Copy out the rows below, switching each "instance" for "occurrence" and keeping everything else the same.

*DATA ROWS*:
+---+

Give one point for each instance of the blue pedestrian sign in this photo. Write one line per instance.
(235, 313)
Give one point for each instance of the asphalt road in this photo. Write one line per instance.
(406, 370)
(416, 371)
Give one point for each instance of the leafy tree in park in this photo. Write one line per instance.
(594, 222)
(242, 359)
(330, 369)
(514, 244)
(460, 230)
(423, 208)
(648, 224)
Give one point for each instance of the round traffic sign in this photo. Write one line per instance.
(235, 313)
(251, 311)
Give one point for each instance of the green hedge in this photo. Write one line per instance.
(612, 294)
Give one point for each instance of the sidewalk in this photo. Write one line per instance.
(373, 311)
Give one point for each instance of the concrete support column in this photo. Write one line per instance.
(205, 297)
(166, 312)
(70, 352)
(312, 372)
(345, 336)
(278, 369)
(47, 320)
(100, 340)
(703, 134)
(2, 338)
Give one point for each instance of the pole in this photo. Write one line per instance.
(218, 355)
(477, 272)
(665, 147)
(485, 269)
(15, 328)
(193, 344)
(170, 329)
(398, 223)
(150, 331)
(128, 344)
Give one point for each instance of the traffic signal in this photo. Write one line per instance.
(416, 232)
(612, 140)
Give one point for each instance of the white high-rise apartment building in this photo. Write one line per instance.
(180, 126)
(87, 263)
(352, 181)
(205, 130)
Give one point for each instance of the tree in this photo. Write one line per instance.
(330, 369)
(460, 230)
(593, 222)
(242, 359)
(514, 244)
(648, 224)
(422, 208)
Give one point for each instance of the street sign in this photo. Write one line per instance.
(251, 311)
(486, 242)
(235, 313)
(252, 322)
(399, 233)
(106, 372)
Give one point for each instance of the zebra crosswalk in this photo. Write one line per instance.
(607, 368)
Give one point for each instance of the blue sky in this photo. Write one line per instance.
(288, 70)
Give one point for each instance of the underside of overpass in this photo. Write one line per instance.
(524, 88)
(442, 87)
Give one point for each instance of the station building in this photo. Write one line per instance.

+---+

*EXPECTED ANSWER*:
Give one point for each occurrence of the blue pedestrian sign in this photo. Write one line per occurrence.
(235, 313)
Give one point for each occurrence of the asphalt road in this photo. Write one line per occurrence.
(406, 370)
(416, 371)
Give one point for each occurrence of the leafy tree in park in this photo. Write one line per occurrence.
(594, 222)
(242, 359)
(330, 369)
(514, 244)
(460, 230)
(423, 208)
(648, 224)
Give one point for each occurrence of the round traffic sign in this photo. Write one line per occurrence.
(235, 313)
(251, 311)
Give one point for each occurrence of the green hedge in this photo. Write one line per occurrence.
(612, 294)
Give one point for each occurrence of the sidewalk in this photo. Write one line per occurrence.
(373, 311)
Give one point for each occurrence of the concrete support column in this photo. Write one line per occurrence.
(205, 297)
(166, 312)
(70, 352)
(312, 372)
(345, 336)
(278, 369)
(47, 320)
(100, 340)
(703, 134)
(2, 338)
Give one point for each occurrence of the pole in this photo. Write one line per occurrence.
(218, 355)
(477, 272)
(665, 147)
(485, 269)
(15, 328)
(193, 344)
(170, 329)
(398, 223)
(150, 331)
(128, 344)
Give one point for each occurrence of the traffic signal in this photo. Write one line per occurrence.
(416, 232)
(612, 140)
Give one point for each occurrence of the white high-rise apartment building in this photo. Write one line per occurrence.
(180, 126)
(87, 263)
(352, 181)
(205, 130)
Give one point for each occurrence of the tree in this photo. Write one line per occurrence.
(330, 369)
(460, 230)
(593, 222)
(242, 359)
(514, 244)
(648, 224)
(422, 208)
Give one point for each occurrence of the street sign in this photo. Write one line per occurrence.
(251, 311)
(486, 242)
(235, 313)
(252, 322)
(399, 233)
(106, 372)
Give one point for each occurrence of the zebra crosswalk in this photo. Write one line per occurrence.
(607, 368)
Give one point for each occurrence of the blue sky in this photo. Write one line per occurrence.
(288, 70)
Give one point for each occurrence of the underside of overpass in this photo. Write one line per occurrence.
(524, 88)
(442, 87)
Give one point for each occurrence of the station building in this photo. Write one line per occurrence.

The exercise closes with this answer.